-- Begin --

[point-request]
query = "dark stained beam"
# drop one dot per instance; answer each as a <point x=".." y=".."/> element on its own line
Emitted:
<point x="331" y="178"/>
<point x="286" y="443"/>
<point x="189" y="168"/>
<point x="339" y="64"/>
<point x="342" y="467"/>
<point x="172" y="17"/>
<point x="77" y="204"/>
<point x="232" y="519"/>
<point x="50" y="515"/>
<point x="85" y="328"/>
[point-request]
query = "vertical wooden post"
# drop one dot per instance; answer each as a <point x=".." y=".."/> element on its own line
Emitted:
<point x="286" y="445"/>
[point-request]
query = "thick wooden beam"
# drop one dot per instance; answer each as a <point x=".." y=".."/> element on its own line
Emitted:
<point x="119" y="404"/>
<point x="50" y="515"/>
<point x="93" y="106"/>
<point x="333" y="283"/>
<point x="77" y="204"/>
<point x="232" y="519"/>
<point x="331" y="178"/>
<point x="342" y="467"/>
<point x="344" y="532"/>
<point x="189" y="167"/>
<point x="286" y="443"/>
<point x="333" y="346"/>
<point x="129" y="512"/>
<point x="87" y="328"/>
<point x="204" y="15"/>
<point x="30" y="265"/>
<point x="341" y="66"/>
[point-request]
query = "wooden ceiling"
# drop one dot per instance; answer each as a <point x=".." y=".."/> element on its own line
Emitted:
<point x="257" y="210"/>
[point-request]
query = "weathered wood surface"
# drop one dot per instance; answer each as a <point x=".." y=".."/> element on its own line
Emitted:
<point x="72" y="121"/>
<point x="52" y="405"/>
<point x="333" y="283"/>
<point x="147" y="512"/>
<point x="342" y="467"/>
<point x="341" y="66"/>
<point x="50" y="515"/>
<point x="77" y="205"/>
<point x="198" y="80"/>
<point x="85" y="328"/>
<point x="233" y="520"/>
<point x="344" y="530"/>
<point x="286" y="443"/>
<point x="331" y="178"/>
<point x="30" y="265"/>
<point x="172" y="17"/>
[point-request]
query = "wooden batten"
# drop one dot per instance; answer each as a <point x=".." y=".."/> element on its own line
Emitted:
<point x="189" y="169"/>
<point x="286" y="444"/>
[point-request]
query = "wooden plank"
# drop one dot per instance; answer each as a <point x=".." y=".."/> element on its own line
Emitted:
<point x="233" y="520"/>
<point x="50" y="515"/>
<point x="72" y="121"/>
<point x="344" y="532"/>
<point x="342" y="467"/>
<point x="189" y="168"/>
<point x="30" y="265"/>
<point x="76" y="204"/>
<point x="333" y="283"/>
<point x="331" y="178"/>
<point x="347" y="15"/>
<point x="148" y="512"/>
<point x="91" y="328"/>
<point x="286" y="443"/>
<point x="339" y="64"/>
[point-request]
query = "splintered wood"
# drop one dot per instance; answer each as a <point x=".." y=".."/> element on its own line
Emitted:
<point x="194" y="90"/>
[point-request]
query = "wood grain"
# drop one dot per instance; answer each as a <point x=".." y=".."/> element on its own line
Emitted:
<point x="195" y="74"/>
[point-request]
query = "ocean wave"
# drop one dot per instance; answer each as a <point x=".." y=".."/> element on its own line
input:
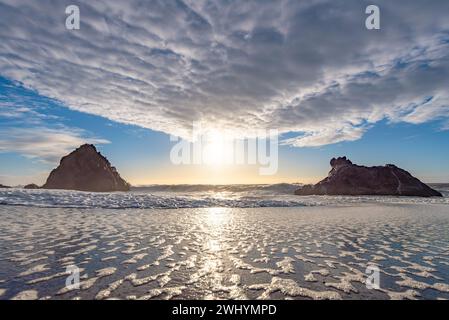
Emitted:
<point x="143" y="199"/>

-- End --
-- Begin --

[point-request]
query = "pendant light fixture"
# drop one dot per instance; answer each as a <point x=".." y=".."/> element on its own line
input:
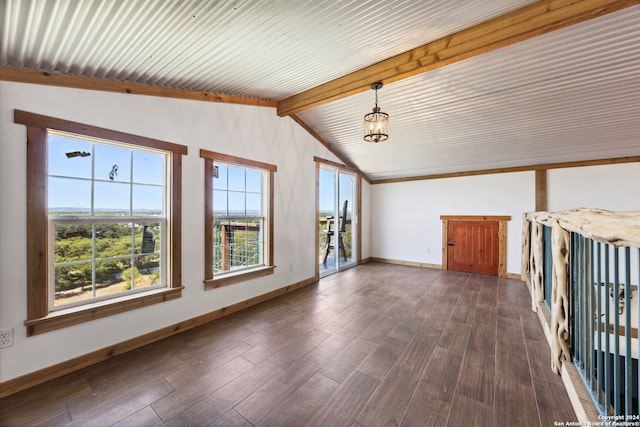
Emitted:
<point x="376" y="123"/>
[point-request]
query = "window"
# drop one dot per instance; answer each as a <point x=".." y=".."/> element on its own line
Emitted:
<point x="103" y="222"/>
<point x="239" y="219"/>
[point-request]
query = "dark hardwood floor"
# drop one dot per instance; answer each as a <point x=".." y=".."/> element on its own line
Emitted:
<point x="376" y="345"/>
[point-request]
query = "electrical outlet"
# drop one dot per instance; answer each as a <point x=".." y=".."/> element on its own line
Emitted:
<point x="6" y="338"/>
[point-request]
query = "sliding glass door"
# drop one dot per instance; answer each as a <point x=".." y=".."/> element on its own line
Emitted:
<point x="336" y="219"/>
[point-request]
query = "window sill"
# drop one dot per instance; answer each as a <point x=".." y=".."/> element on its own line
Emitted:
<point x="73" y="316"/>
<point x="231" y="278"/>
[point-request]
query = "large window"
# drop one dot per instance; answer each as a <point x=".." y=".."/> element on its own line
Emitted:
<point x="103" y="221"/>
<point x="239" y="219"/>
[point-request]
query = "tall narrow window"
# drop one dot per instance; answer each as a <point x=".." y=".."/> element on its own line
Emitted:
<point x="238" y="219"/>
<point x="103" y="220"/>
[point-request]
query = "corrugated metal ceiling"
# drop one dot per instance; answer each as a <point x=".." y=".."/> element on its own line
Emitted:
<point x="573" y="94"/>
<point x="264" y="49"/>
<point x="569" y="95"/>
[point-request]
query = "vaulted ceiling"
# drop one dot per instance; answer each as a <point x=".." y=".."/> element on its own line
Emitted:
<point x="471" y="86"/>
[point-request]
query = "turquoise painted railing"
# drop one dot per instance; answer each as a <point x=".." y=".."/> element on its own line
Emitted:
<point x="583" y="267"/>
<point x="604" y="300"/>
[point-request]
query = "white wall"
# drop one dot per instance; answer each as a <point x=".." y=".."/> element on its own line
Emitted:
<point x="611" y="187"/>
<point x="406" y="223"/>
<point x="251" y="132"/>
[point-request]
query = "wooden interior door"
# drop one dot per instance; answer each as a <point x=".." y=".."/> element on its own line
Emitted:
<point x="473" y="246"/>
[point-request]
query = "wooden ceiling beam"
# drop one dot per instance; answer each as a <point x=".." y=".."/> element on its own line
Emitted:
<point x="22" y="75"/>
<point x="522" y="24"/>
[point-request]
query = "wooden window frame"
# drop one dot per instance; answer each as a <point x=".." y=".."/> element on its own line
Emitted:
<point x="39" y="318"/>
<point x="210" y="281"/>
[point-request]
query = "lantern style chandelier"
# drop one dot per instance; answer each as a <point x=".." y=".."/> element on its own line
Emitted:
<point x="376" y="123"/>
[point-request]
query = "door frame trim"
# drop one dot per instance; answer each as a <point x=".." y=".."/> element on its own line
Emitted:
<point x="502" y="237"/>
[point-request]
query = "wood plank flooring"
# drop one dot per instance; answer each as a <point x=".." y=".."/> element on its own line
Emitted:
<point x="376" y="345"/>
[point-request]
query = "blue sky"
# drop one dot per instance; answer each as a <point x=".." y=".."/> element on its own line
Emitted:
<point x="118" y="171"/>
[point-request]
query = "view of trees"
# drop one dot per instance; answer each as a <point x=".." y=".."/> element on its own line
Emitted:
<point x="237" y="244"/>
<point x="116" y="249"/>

-- End --

| Requirements |
Which lines of the data above contain the string "plank"? List every such line in full and unchanged, treating uppercase and lowercase as different.

| Answer to this exercise |
query = "wooden plank"
query = "wood plank flooring"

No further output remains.